EINGABEDATENSÄTZE:
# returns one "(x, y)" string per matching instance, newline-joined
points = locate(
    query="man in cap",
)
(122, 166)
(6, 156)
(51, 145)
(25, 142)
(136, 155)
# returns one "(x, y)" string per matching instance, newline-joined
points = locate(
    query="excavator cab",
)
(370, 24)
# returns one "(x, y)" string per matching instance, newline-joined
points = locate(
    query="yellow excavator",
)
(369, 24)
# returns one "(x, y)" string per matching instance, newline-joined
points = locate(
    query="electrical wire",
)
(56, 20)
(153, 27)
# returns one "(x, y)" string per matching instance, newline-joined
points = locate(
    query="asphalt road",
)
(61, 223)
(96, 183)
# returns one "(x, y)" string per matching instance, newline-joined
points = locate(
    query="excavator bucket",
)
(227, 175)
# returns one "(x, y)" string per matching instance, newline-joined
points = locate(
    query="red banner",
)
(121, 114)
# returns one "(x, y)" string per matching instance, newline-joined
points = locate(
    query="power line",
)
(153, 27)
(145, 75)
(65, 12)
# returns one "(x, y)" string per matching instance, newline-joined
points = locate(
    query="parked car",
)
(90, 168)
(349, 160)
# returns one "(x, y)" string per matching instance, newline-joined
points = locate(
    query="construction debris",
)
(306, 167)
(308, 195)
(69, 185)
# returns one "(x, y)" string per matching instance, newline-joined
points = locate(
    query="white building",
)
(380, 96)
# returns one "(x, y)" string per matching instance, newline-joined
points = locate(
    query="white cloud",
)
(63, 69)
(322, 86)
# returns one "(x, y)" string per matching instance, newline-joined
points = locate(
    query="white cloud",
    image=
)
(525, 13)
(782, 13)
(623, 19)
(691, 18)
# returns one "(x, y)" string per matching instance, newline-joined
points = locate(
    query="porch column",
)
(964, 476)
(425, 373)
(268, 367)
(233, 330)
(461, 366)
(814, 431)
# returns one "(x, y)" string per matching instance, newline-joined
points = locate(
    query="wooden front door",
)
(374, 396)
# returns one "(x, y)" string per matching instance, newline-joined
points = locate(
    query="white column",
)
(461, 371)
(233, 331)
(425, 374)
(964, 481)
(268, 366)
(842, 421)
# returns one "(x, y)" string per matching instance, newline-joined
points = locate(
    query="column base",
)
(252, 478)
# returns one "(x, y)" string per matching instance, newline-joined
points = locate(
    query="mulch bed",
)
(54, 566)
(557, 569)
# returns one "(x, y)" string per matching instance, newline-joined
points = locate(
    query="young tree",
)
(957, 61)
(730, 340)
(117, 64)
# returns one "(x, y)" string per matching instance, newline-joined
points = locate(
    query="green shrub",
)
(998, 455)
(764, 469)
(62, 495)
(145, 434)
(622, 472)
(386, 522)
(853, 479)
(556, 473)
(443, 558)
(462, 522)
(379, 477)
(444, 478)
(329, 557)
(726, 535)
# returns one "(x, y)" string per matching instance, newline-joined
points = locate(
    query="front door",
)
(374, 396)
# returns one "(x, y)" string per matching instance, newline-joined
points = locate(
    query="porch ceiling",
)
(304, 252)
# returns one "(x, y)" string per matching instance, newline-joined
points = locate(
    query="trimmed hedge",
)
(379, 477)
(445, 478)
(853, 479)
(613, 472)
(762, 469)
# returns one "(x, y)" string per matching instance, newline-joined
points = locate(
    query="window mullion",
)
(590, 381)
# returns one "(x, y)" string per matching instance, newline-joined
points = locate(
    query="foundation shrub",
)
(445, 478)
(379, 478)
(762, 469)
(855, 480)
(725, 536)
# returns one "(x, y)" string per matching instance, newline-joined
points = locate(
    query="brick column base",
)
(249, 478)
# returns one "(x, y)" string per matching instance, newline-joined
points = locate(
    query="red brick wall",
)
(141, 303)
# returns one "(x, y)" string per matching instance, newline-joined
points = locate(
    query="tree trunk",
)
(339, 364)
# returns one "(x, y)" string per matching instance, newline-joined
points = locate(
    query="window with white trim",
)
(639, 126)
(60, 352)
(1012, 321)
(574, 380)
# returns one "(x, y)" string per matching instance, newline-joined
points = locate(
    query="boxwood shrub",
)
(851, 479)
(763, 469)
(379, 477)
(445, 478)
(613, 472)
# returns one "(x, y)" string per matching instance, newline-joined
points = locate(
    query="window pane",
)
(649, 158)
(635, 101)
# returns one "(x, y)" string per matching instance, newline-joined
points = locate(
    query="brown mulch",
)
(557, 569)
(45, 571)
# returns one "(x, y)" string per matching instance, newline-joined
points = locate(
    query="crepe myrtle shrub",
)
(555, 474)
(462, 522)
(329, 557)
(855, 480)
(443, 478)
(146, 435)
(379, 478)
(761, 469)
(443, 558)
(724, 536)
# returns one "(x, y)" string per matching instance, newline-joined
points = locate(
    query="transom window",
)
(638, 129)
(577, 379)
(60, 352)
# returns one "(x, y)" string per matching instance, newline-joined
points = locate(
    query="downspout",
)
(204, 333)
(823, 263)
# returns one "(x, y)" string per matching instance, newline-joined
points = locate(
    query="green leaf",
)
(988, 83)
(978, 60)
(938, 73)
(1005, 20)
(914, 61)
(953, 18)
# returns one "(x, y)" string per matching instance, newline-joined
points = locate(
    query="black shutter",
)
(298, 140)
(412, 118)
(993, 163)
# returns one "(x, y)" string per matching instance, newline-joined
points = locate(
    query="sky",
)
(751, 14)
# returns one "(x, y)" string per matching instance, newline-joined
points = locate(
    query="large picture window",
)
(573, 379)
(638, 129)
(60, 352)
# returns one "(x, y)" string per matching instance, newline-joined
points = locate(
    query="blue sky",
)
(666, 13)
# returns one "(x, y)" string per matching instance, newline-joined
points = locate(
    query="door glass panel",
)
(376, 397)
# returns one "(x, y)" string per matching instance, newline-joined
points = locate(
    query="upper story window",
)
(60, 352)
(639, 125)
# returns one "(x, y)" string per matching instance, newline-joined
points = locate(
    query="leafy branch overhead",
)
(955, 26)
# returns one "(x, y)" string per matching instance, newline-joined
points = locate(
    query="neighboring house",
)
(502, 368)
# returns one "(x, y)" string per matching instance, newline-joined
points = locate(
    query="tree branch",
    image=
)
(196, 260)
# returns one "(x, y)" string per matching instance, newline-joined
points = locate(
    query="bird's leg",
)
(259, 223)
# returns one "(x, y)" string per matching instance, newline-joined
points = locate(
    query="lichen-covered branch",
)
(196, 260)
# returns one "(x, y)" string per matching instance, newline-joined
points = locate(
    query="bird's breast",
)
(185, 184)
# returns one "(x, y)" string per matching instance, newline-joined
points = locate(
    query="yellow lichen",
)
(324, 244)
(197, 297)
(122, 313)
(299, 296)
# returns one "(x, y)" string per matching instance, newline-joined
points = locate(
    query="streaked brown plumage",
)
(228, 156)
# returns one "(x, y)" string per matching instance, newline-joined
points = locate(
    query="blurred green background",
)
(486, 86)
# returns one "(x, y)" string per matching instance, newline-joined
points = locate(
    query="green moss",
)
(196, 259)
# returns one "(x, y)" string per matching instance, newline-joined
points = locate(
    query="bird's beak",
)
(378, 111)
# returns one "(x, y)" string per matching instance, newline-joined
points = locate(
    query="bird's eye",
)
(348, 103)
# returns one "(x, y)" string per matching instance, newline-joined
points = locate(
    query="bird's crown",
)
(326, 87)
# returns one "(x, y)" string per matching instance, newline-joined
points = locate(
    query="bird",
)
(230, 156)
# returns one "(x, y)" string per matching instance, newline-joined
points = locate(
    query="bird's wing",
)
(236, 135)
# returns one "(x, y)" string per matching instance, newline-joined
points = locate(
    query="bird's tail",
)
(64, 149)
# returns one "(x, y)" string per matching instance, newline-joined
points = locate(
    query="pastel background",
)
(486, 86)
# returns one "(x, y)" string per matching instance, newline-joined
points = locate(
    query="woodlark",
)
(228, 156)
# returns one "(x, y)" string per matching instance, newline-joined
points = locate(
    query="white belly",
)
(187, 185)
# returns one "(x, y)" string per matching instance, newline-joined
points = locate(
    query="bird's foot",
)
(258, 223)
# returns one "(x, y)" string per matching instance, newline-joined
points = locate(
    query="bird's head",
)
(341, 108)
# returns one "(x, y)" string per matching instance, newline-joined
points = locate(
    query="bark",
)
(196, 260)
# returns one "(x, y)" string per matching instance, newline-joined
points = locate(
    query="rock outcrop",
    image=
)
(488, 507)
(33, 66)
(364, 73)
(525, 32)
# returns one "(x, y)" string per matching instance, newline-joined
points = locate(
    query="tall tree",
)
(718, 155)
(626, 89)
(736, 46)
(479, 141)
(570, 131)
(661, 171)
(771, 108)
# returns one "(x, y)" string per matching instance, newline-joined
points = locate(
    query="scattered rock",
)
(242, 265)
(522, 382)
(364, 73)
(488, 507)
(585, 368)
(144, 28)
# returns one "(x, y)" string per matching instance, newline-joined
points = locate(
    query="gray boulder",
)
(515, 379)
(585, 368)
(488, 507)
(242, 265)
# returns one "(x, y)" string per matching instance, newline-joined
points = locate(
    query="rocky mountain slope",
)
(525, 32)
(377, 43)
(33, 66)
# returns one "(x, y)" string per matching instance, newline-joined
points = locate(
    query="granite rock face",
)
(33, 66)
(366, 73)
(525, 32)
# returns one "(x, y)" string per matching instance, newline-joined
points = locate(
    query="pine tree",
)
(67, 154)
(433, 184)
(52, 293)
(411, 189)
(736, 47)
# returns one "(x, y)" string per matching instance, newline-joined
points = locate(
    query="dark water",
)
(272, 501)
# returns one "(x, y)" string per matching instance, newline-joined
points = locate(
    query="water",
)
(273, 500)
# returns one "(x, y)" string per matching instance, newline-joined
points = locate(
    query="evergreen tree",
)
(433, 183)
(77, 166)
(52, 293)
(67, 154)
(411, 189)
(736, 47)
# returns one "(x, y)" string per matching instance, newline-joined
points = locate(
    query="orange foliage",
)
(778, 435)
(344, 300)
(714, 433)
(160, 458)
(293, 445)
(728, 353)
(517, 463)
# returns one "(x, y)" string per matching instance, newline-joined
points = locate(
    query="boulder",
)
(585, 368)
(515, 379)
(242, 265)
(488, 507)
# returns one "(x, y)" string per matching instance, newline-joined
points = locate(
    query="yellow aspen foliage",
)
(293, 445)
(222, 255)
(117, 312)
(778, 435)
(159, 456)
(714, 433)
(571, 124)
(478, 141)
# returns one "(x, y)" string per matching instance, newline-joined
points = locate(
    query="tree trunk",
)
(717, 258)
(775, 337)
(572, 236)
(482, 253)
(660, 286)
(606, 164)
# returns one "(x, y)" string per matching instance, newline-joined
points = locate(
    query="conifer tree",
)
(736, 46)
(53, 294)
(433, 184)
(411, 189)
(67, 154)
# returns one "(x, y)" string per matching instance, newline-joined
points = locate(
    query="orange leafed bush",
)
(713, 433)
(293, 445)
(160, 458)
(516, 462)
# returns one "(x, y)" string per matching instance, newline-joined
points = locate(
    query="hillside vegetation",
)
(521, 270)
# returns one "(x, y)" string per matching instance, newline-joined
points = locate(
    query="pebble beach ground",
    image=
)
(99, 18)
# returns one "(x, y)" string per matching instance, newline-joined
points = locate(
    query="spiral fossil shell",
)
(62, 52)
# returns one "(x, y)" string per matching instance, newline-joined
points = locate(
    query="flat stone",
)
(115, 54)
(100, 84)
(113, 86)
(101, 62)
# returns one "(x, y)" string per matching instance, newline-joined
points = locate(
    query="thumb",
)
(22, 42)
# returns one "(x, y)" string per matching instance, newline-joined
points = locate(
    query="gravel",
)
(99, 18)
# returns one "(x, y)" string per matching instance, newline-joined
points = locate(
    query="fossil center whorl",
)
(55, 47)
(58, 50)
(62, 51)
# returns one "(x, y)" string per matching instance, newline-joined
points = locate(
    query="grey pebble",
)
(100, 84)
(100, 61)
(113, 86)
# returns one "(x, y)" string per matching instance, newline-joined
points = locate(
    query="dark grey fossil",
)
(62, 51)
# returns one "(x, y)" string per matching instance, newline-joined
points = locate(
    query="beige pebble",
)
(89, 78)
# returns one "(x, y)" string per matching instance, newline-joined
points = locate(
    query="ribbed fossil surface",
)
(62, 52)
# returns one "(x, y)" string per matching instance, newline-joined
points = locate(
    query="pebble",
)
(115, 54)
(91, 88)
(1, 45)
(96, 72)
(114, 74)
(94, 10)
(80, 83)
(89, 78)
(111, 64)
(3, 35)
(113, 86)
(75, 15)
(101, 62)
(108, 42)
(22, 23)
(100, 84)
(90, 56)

DIE AUFGABE: Suche aus den Datensätzen oben jede Zeile heraus, in der die Zeichenfolge „dark“ vorkommt. Groß- und Kleinschreibung sind zu beachten.

LÖSUNG:
    query="dark water",
    query="dark grey fossil",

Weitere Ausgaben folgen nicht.